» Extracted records
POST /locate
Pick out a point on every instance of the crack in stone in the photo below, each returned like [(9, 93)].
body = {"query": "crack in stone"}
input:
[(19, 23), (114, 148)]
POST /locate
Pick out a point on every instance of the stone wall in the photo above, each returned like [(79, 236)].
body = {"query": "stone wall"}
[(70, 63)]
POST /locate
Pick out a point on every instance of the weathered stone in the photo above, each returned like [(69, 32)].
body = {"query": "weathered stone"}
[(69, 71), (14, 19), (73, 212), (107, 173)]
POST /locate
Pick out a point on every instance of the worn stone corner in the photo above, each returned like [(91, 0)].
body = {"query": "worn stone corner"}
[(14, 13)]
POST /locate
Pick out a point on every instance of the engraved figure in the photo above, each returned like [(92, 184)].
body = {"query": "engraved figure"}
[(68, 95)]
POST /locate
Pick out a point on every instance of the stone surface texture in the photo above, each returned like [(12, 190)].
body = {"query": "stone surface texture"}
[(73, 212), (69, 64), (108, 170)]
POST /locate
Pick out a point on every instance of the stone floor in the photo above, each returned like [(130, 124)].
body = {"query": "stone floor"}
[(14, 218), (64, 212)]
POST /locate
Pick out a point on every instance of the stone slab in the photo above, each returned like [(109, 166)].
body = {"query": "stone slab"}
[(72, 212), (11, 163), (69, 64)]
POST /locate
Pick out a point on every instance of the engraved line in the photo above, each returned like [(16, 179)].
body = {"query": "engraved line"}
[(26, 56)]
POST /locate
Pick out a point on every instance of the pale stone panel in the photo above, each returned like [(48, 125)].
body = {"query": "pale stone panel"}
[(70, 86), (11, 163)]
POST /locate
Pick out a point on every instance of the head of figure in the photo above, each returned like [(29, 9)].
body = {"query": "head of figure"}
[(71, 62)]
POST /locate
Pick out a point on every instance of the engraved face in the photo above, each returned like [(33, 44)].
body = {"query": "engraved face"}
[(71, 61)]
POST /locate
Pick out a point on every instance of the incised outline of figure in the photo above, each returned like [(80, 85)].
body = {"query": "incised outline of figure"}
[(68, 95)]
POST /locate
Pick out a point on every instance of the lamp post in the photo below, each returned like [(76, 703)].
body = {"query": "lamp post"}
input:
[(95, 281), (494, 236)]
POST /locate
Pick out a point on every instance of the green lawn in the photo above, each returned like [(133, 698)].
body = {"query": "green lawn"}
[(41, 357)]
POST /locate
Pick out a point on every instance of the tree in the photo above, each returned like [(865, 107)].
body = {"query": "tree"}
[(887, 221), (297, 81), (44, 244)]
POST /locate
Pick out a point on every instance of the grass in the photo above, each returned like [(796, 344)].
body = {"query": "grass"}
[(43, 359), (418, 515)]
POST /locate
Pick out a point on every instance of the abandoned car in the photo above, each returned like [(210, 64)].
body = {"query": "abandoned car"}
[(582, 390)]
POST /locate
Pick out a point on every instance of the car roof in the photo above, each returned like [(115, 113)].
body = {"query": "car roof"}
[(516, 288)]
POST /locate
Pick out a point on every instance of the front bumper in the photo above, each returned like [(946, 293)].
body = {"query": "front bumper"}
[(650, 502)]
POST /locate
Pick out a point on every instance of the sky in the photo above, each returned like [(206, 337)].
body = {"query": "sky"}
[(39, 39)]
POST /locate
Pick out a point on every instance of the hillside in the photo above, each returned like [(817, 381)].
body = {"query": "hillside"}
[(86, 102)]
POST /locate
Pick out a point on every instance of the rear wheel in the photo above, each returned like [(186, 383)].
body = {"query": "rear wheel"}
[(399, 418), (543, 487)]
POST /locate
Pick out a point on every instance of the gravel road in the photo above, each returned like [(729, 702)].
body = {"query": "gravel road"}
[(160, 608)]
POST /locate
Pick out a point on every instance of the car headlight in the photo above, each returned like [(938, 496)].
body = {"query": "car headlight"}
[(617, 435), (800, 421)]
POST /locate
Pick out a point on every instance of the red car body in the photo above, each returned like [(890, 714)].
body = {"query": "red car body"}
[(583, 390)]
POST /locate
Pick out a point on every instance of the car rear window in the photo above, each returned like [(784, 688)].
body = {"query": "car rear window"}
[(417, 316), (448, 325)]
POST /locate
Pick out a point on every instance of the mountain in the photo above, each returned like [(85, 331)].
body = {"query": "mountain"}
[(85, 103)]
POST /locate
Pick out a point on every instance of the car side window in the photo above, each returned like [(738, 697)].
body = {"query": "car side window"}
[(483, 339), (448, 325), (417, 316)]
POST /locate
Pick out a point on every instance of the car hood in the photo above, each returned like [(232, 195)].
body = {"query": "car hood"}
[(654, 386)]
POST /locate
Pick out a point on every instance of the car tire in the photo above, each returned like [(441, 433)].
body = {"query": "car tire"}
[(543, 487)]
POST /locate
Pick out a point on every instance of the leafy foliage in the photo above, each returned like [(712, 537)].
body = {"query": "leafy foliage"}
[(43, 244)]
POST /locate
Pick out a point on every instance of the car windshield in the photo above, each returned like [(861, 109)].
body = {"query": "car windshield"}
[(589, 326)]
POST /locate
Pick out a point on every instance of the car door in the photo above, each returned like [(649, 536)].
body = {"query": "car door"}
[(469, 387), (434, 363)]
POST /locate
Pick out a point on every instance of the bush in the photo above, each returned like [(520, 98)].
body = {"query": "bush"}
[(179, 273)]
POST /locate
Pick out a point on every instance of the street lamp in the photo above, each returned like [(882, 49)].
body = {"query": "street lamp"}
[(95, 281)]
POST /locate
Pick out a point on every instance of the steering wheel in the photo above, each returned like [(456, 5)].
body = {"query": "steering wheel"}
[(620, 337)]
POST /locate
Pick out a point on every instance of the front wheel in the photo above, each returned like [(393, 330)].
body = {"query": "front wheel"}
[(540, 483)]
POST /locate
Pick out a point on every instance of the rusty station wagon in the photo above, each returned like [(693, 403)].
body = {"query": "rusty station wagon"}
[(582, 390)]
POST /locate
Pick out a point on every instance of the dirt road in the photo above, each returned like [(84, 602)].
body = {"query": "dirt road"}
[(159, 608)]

» Exercise description
Line by line, transcribe all of the records exactly.

» Finished exercise
POST /locate
Pick out a point on every instance of the crack in stone in the photo below, each returned like [(9, 93)].
body = {"query": "crack in stone"}
input:
[(19, 23), (114, 148)]
POST /locate
Pick out a point on every instance of the stone wall in the photo above, each returned like [(79, 236)].
body = {"query": "stone wall"}
[(70, 63)]
POST /locate
Pick out a point on every instance of the weathered stone in the photo above, each returned like [(69, 32)].
body = {"query": "weathered stone"}
[(69, 71), (14, 19), (73, 212), (107, 173)]
POST /locate
Pick out a point on every instance of the worn stone corner in the photo above, each returned like [(91, 0)].
body = {"query": "worn stone corner"}
[(14, 13)]
POST /locate
Pick out a point on every instance of the engraved figure in the photo above, each returned like [(92, 184)].
body = {"query": "engraved figure"}
[(68, 95)]
POST /locate
Pick out a point on every instance of the stone surface texture in the photo above, each returned like [(12, 190)].
body = {"query": "stone surface texture"}
[(73, 212), (69, 64), (108, 170)]
POST /locate
Pick out a point on every instance of the stone floor in the photo above, each returned like [(130, 124)].
body = {"query": "stone floor"}
[(14, 218), (64, 212)]
POST /locate
Pick out a point on every instance of the stone slab in the photo above, each returned like [(109, 166)].
body = {"query": "stone slab"}
[(72, 212), (11, 163), (69, 64)]
POST /locate
Pick out a point on every instance of the engraved line in the photo above, each returned like [(16, 179)].
body = {"query": "engraved line"}
[(26, 56)]
POST /locate
Pick out a point on every instance of the pale stone panel in the photo above, each returned like [(48, 125)].
body = {"query": "pale stone panel"}
[(70, 86), (11, 163)]
POST /locate
Pick out a point on every instance of the head of figure in the photo above, each returned like [(29, 9)].
body = {"query": "head of figure"}
[(71, 62)]
POST /locate
Pick out a point on every instance of the engraved face in the photo above, each returned like [(33, 44)].
body = {"query": "engraved face"}
[(71, 61)]
POST /locate
Pick out a point on every instance of the incised outline of figure in the photo above, each returned like [(80, 85)].
body = {"query": "incised outline of figure"}
[(68, 95)]
POST /locate
Pick out a point on every instance of the lamp post in the photo below, each returned like [(76, 703)].
body = {"query": "lamp post"}
input:
[(95, 281), (494, 236)]
POST /locate
Pick out a point on every instance of the green lawn in the photo above, each returned like [(133, 698)].
body = {"query": "green lawn"}
[(41, 357)]
POST /locate
Pick out a point on every instance of the tree in the photo above, each returned like [(865, 107)].
body = {"query": "tree"}
[(887, 221), (297, 81), (44, 244)]
POST /locate
Pick out a point on every instance of the grass in the photo above, each returned like [(796, 344)].
body = {"query": "grass"}
[(43, 359), (418, 515)]
POST /locate
Pick out a point on every instance of the abandoned car in the photo above, each returned like [(210, 64)].
body = {"query": "abandoned car"}
[(582, 390)]
POST /locate
Pick out a point on every instance of the car roof in the photo above, each returned like [(115, 113)].
body = {"query": "car roof"}
[(516, 288)]
POST /locate
Pick out a point on every instance of the front bumper in the photo above, each returned like [(946, 293)].
body = {"query": "front bumper"}
[(650, 502)]
POST /locate
Pick out a point on every instance of the sky in the photo above, each returned like [(206, 337)].
body = {"query": "sky"}
[(39, 39)]
POST /locate
Pick out a point on every instance of the hillside in the photo above, each returned like [(817, 381)].
body = {"query": "hillside"}
[(86, 102)]
POST /locate
Pick out a point on every instance of the rear wheel in the photo above, each returned like [(186, 383)].
body = {"query": "rear wheel"}
[(399, 418), (543, 487)]
POST /locate
Pick out a point on every instance of the gravel road in the photo above, each returned like [(729, 702)].
body = {"query": "gravel road"}
[(160, 608)]
POST /locate
Pick out a point on every instance of the car headlight in the photo above, each returned like [(938, 496)].
body = {"query": "car headlight"}
[(617, 435), (800, 421)]
POST /locate
Pick out a point on every instance of the red car body in the photo above, each returned like [(890, 714)].
body = {"query": "red car body"}
[(583, 390)]
POST /locate
Pick out a point on every instance of the car rear window in the photo above, each returned like [(784, 688)].
body = {"query": "car rear window"}
[(417, 316), (448, 325)]
POST /locate
Pick out a point on every instance of the mountain in the photo above, each returned like [(85, 331)].
body = {"query": "mountain"}
[(85, 103)]
POST /locate
Pick out a point on every instance of the car side window in the photo above, each returned like [(738, 697)].
body = {"query": "car side window"}
[(483, 339), (448, 325), (417, 316)]
POST /locate
Pick out a point on every instance of the car hood in the photo above, each returned like [(232, 195)].
body = {"query": "car hood"}
[(654, 386)]
POST /locate
Pick out a point on every instance of the car tire in the photo above, each returned like [(441, 433)].
body = {"query": "car tire"}
[(543, 487)]
POST /locate
Pick out a point on every instance of the leafy foliage in the photo above, each returned like [(712, 537)].
body = {"query": "leafy foliage"}
[(43, 244)]
POST /locate
Pick out a point on every instance of the car windshield in the photo above, each returned like [(861, 109)].
body = {"query": "car windshield"}
[(589, 326)]
POST /locate
Pick out a point on every instance of the car door in the photo above, each returned like [(649, 536)].
body = {"query": "car door"}
[(469, 387), (434, 363)]
POST /locate
Pick out a point on every instance of the bush in the photo above, each returned like [(520, 98)].
body = {"query": "bush"}
[(179, 273)]
POST /locate
Pick out a point on every instance of the street lamp in the photo above, each returned like [(882, 49)].
body = {"query": "street lamp"}
[(95, 281)]
POST /locate
Pick out a point on every instance of the steering wheel in the photo above, each returned like [(456, 5)].
body = {"query": "steering wheel"}
[(620, 337)]
POST /locate
Pick out a point on every instance of the front wheel in the photo above, each returned like [(393, 330)].
body = {"query": "front wheel"}
[(540, 483)]
POST /locate
Pick out a point on every instance of the rusty station wagon in the photo above, each returned like [(693, 403)].
body = {"query": "rusty station wagon"}
[(582, 390)]
POST /locate
Pick out a point on every instance of the dirt road in the photo above, each returned like [(84, 602)].
body = {"query": "dirt road"}
[(159, 608)]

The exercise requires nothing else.